**OBJECTIVE**
Copy every line of the material below verbatim, leaving out the pictures.

--- START DATA SHOWN ---

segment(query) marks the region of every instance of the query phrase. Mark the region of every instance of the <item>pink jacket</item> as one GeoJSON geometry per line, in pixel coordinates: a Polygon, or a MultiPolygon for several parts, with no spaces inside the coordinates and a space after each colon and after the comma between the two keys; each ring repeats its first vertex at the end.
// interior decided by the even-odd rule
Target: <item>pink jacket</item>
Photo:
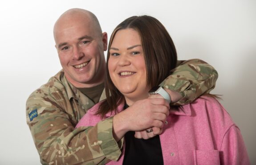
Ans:
{"type": "MultiPolygon", "coordinates": [[[[98,104],[88,111],[77,127],[94,126],[102,120],[94,115],[98,104]]],[[[122,110],[123,105],[118,110],[122,110]]],[[[106,118],[113,116],[111,113],[106,118]]],[[[172,107],[160,135],[165,165],[249,165],[240,130],[215,99],[201,97],[193,102],[172,107]]],[[[125,150],[118,161],[122,165],[125,150]]]]}

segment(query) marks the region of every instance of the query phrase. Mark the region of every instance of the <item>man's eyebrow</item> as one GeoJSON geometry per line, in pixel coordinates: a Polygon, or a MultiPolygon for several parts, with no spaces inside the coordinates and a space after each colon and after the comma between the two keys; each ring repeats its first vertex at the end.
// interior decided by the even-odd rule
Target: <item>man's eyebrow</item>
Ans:
{"type": "Polygon", "coordinates": [[[60,43],[58,45],[58,48],[60,48],[61,47],[63,46],[64,46],[65,45],[66,45],[68,44],[68,43],[60,43]]]}
{"type": "Polygon", "coordinates": [[[84,39],[93,39],[93,37],[91,37],[90,36],[89,36],[87,35],[85,35],[81,37],[78,39],[78,40],[82,40],[84,39]]]}
{"type": "Polygon", "coordinates": [[[134,48],[137,47],[139,47],[139,46],[142,46],[141,45],[135,45],[133,46],[131,46],[130,47],[129,47],[128,48],[127,48],[127,50],[130,50],[130,49],[133,49],[134,48]]]}
{"type": "Polygon", "coordinates": [[[110,47],[110,49],[113,49],[113,50],[114,50],[115,51],[119,51],[119,50],[118,48],[116,48],[115,47],[110,47]]]}
{"type": "MultiPolygon", "coordinates": [[[[78,38],[78,39],[77,39],[80,41],[80,40],[82,40],[84,39],[92,39],[93,38],[90,36],[85,35],[83,36],[82,37],[81,37],[78,38]]],[[[58,48],[60,48],[61,47],[64,45],[67,45],[67,44],[68,44],[68,43],[61,43],[58,45],[58,48]]]]}

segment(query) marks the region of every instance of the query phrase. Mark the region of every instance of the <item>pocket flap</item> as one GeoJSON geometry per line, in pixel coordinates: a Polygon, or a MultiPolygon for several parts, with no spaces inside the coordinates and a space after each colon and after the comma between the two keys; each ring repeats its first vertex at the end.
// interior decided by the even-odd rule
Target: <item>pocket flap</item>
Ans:
{"type": "Polygon", "coordinates": [[[194,151],[195,164],[196,165],[220,165],[219,151],[217,150],[194,151]]]}

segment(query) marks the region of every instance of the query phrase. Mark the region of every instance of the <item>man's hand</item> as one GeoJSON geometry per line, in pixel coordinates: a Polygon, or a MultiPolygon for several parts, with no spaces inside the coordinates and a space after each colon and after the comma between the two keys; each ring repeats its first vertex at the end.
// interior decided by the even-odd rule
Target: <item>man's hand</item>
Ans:
{"type": "MultiPolygon", "coordinates": [[[[165,90],[169,93],[169,94],[171,96],[171,103],[175,102],[182,98],[182,96],[179,92],[166,89],[165,89],[165,90]]],[[[150,95],[148,98],[163,98],[163,97],[159,94],[150,95]]],[[[150,128],[149,128],[146,130],[150,128]]],[[[163,129],[162,128],[153,127],[152,129],[153,129],[153,132],[149,133],[147,133],[146,131],[146,130],[140,131],[135,131],[134,137],[136,138],[139,139],[142,138],[144,139],[148,139],[150,138],[153,138],[157,135],[160,134],[163,132],[163,129]]]]}
{"type": "MultiPolygon", "coordinates": [[[[162,98],[150,98],[135,102],[114,116],[114,138],[118,141],[129,131],[142,131],[153,127],[162,128],[169,115],[169,103],[162,98]]],[[[156,133],[161,132],[154,128],[153,134],[154,130],[156,133]]]]}

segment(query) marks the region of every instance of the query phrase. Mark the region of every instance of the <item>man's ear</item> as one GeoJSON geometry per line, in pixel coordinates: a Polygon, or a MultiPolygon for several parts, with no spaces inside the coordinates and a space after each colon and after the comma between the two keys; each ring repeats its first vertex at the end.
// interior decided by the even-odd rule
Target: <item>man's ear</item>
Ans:
{"type": "Polygon", "coordinates": [[[103,48],[104,51],[108,49],[108,35],[106,32],[102,33],[102,41],[103,42],[103,48]]]}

--- END DATA SHOWN ---

**SOLUTION FOR THIS PROBLEM**
segment(query) marks the region of every instance of the query phrase. Mark the region of every instance of the <item>pink jacket</item> as one GeoJSON geometry per line, in pixel coordinates: a Polygon, or a MultiPolygon for several parts, with no spaces inside the coordinates and a space after each colon and after the comma between the two keys; each ring repeats its first vertex at the end.
// interior decided by the even-odd rule
Target: <item>pink jacket</item>
Photo:
Ans:
{"type": "MultiPolygon", "coordinates": [[[[98,104],[88,111],[77,127],[94,126],[102,120],[94,115],[98,104]]],[[[122,110],[123,105],[118,110],[122,110]]],[[[106,118],[113,116],[111,113],[106,118]]],[[[172,107],[160,135],[165,165],[249,165],[240,130],[215,99],[201,97],[193,102],[172,107]]],[[[125,150],[118,161],[122,165],[125,150]]]]}

segment(query) marks the region of every instance of the query phrase. Mark the region of every instance of the <item>man's eyebrow</item> as one GeoJSON geometry per line, in pixel coordinates: a Polygon, or a MultiPolygon for several parts, with no spaces inside the coordinates and a space after each colon and after the comma between the two keys; each ring repeats its first vertex at the end.
// interior decided by the even-odd rule
Target: <item>man's eyebrow</item>
Ans:
{"type": "Polygon", "coordinates": [[[60,43],[58,45],[58,48],[60,48],[61,47],[63,46],[64,46],[65,45],[66,45],[68,44],[68,43],[60,43]]]}
{"type": "Polygon", "coordinates": [[[84,39],[93,39],[93,37],[91,37],[90,36],[89,36],[87,35],[85,35],[81,37],[78,39],[78,40],[82,40],[84,39]]]}
{"type": "Polygon", "coordinates": [[[134,48],[137,47],[139,47],[139,46],[142,46],[141,45],[135,45],[133,46],[131,46],[130,47],[129,47],[128,48],[127,48],[127,50],[130,50],[130,49],[133,49],[134,48]]]}
{"type": "Polygon", "coordinates": [[[110,47],[110,49],[113,49],[113,50],[114,50],[115,51],[119,51],[119,50],[118,48],[116,48],[115,47],[110,47]]]}
{"type": "MultiPolygon", "coordinates": [[[[78,38],[78,39],[77,39],[80,41],[80,40],[82,40],[84,39],[92,39],[93,38],[90,36],[85,35],[83,36],[82,37],[81,37],[78,38]]],[[[58,48],[60,48],[61,47],[64,45],[67,45],[67,44],[68,44],[68,43],[61,43],[58,45],[58,48]]]]}

segment(query) marks the region of every instance of the query phrase. Mark the region of every instance of the <item>pocket flap</item> as one GeoJSON geometry per line, in pixel coordinates: a Polygon, or a MultiPolygon for several parts, with no spaces inside the coordinates and a space after each colon and after the comma between the two keys; each ring repeats its first vertex at the end.
// interior decided by the even-odd rule
Target: <item>pocket flap</item>
Ans:
{"type": "Polygon", "coordinates": [[[194,151],[195,164],[196,165],[220,165],[219,151],[217,150],[194,151]]]}

segment(query) marks the region of every instance of the query phrase. Mark the region of every instance of the <item>man's hand</item> as one GeoJSON geometry per line, in pixel coordinates: a Polygon, or a MultiPolygon for several parts, with no spaces inside the coordinates and a space after each colon and after the comma between the two keys; each ring repeats its first vertex at the end.
// interior decided by the even-odd rule
Target: <item>man's hand</item>
Ans:
{"type": "MultiPolygon", "coordinates": [[[[165,90],[169,93],[169,94],[171,96],[171,103],[175,102],[182,98],[182,96],[179,92],[166,89],[165,89],[165,90]]],[[[150,95],[148,98],[163,98],[163,97],[159,94],[150,95]]],[[[150,128],[149,128],[146,130],[150,128]]],[[[163,129],[162,128],[153,127],[152,129],[153,129],[153,132],[149,133],[147,133],[146,131],[146,130],[140,131],[135,131],[134,137],[136,138],[139,139],[142,138],[144,139],[148,139],[150,138],[153,138],[157,135],[160,134],[163,132],[163,129]]]]}
{"type": "MultiPolygon", "coordinates": [[[[162,98],[150,98],[135,102],[114,116],[114,138],[118,141],[129,131],[142,131],[153,127],[162,128],[169,115],[169,103],[162,98]]],[[[156,133],[161,132],[154,128],[153,134],[154,130],[156,133]]]]}

segment(query) marks the region of every instance of the query phrase. Mark the region of every instance of the <item>man's ear</item> as one GeoJSON geometry per line, in pixel coordinates: a Polygon, or a MultiPolygon for several parts, with no spaces inside the coordinates and a space after each colon and after the comma between the two keys; each ring repeats its first vertex at the end.
// interior decided by the even-odd rule
Target: <item>man's ear</item>
Ans:
{"type": "Polygon", "coordinates": [[[103,48],[104,51],[108,49],[108,35],[106,32],[102,33],[102,41],[103,42],[103,48]]]}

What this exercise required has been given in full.